═══ Fragment strony ═══

Wikana Start Lublin nie chce zająć ostatniego miejsca. Bartosz Diduszko: Mecz z Polpharmą był bardzo ważny
W sobotni wieczór Wikana Start Lublin odniósł swoje szóste zwycięstwo w tegorocznych rozgrywkach. Podopieczni Pawła Turkiewicza walczą, aby odbić się od dna tabeli.
Patryk Butkowski
W meczu przeciwko Polpharmie Starogard Gdański dla obu ekip ważne było zwycięstwo, gdyż zarówno Kociewskie Diabły jak i Wikana Start legitymowali się takim samym bilansem i ich celem pozostaje walka o opuszczenie ostatniej lokaty w lidze. Od początku pojedynku zdecydowanie większe zaangażowanie widać było jednak w szeregach przyjezdnych, którzy szybko osiągnęli około dziesięciopunktową przewagę, a później mogli już ją kontrolować. Farmaceuci próbowali jeszcze w końcówce gonić rywala, lecz dzięki skutecznej grze trójki: Bryon Allen, Robert Lewandowski oraz Bartosz Diduszko, to goście mogli cieszyć się z wygranej 91:84.

═══

-- Zadanie 1 --
Jak brzmi po angielsku to zdanie z artykułu o meczu Wikany Start Lublin: „W sobotni wieczór Wikana Start Lublin odniósł swoje szóste zwycięstwo w tegorocznych rozgrywkach.”?
-- Zadanie 2 --
Przepisz bez zmian część artykułu o meczu Wikany Start Lublin: zacznij od słów zawierających „Patryk Butkowski”, a skończ po słowach „z wygranej 91:84.”.
-- Zadanie 3 --
Podaj dalszy ciąg artykułu o meczu Wikany Start Lublin z Polpharmą Starogard Gdański, zaczynając od miejsca, w którym tekst się kończy.

═══ Dostarczone dane ═══

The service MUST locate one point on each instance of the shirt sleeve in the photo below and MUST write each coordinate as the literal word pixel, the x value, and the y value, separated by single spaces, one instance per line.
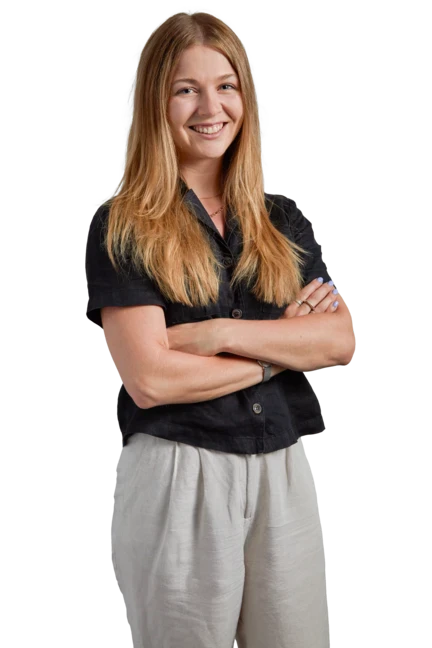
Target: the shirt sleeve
pixel 304 235
pixel 105 285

═══

-- Odpowiedź 1 --
On Saturday evening, Wikana Start Lublin earned its sixth win of this year's season.

-- Odpowiedź 2 --
Patryk Butkowski
W meczu przeciwko Polpharmie Starogard Gdański dla obu ekip ważne było zwycięstwo, gdyż zarówno Kociewskie Diabły jak i Wikana Start legitymowali się takim samym bilansem i ich celem pozostaje walka o opuszczenie ostatniej lokaty w lidze. Od początku pojedynku zdecydowanie większe zaangażowanie widać było jednak w szeregach przyjezdnych, którzy szybko osiągnęli około dziesięciopunktową przewagę, a później mogli już ją kontrolować. Farmaceuci próbowali jeszcze w końcówce gonić rywala, lecz dzięki skutecznej grze trójki: Bryon Allen, Robert Lewandowski oraz Bartosz Diduszko, to goście mogli cieszyć się z wygranej 91:84.

-- Odpowiedź 3 --
- Jeszcze 8 meczów i będziemy walczyć, aby ten bilans był jak najlepszy na koniec sezonu - zaznaczył Bartosz Diduszko. - Super, że udało się wygrać w Starogardzie, bo 8 godzinna podróż do domu przebiegnie w dobrych nastrojach - śmiał się na zakończenie.